▶ [DATA ENTRIES]:
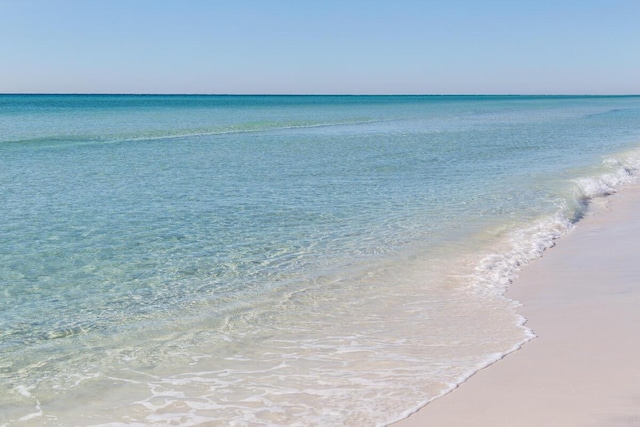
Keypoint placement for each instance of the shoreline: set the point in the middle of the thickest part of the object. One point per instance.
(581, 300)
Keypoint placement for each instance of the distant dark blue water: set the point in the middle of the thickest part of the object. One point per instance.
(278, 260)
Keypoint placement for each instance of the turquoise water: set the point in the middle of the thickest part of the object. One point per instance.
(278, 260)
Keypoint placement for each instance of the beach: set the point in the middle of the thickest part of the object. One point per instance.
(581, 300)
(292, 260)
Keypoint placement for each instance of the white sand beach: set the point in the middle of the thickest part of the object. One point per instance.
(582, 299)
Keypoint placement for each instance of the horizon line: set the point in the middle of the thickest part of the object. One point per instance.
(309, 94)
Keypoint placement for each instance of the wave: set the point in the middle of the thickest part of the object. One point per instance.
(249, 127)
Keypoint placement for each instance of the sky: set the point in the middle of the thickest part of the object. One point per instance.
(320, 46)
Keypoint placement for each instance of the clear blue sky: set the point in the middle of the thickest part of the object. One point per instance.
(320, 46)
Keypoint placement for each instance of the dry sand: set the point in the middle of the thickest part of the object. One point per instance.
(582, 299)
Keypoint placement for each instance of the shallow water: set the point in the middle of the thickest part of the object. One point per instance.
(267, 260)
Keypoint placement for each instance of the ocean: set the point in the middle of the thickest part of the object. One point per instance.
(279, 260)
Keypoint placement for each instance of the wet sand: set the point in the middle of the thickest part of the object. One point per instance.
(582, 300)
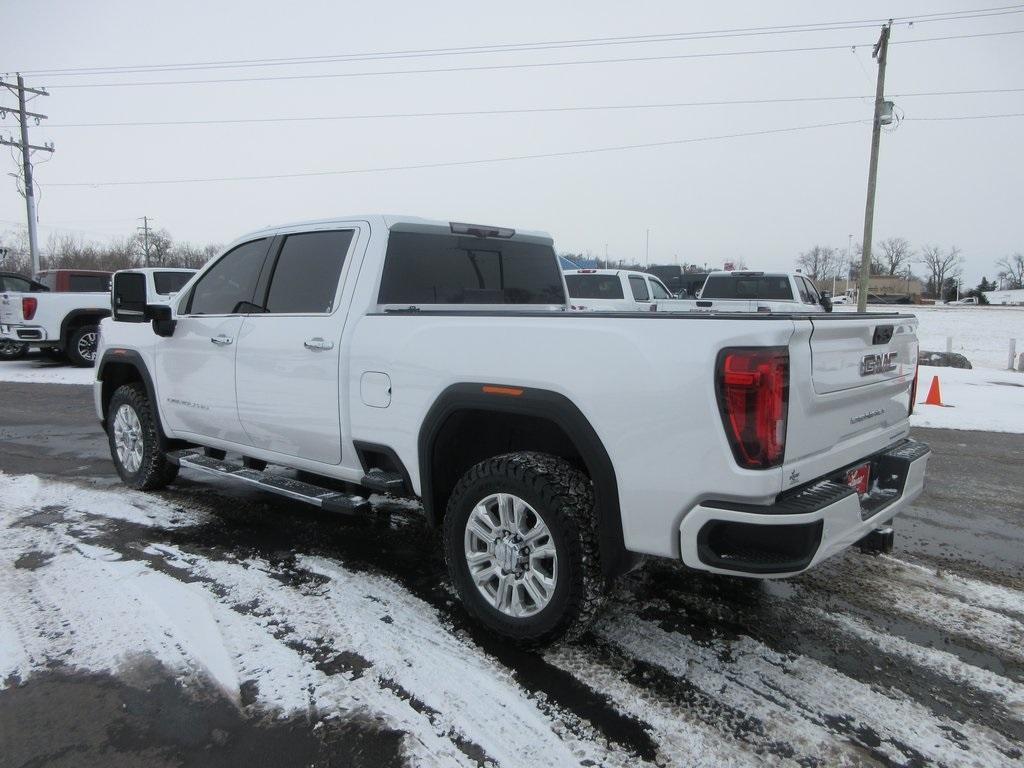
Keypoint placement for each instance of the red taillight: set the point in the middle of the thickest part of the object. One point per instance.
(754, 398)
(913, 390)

▶ [SET EXERCISE]: Skip the pictures. Please copy exactly the lines from the one with "Keypoint placement for each instance of the clear" through the final line of the material above, both ends included.

▶ [CORRECT ANSWER]:
Keypoint placement for each instance of the clear blue sky: set the point in the middle of the thickest part of the object. One point per instance.
(320, 46)
Keypoint placement for each instance of the dry sand: set the point in the middle of the thickest part of the object. One point per instance.
(582, 299)
Keypoint placement for each instance of the shallow water: set the point in the middle of the thickest part of the object. One point per instance.
(267, 260)
Keypoint placement for each instance of the ocean: set the point in the middle of the thickest part of the object. One point per instance.
(279, 260)
Keypoint placement for each instance of the wet sand: set the point in the middle of the thickest part of the object. One point per instance.
(582, 300)
Keypoint placement for each instance of the red taillight: set the point in the middle of the thickest part of the object. One point per instance.
(754, 398)
(913, 390)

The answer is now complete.